# Passage provided:
• • • • • • •

Environment Setup

This guide covers setting up your environment for working with the WildDetect monorepo, including configuration files, environment variables, and external services.

Directory Structure

Create the following directory structure for your project:

your-project/
├── wildetect/          # Main package (cloned repo)
├── data/              # Data storage root
│   ├── raw/           # Original data
│   ├── processed/     # Processed datasets
│   └── exports/       # Exported datasets
├── models/            # Trained models
│   ├── detectors/
│   └── classifiers/
├── results/           # Detection results
│   ├── detections/
│   ├── census/
│   └── visualizations/
└── mlruns/            # MLflow experiment tracking

Environment Variables

Create .env File

Create a .env file in the root directory of each package:

WildDetect `.env`

# MLflow Configuration
MLFLOW_TRACKING_URI=http://localhost:5000
MLFLOW_EXPERIMENT_NAME=wilddetect
MODEL_REGISTRY_PATH=models/

# Data Paths
DATA_ROOT=D:/data/
RESULTS_ROOT=D:/results/

# Label Studio (Optional)
LABEL_STUDIO_URL=http://localhost:8080
LABEL_STUDIO_API_KEY=your_api_key_here
LABEL_STUDIO_PROJECT_ID=1

# FiftyOne (Optional)

• • • • • • •

# Material:

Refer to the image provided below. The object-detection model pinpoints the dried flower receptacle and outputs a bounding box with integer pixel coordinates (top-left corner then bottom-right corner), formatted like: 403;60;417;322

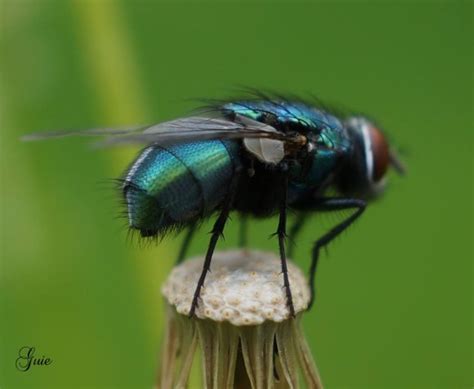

• • • • • • •

# Exercise:
Answer these from the environment setup guide:
(a) Which folder does the directory layout set aside for MLflow experiment tracking?
(b) What value does the sample `.env` give for MLFLOW_TRACKING_URI?
(c) What three subfolders go under results/?

# Output:
(a) mlruns/
(b) http://localhost:5000
(c) detections/, census/ and visualizations/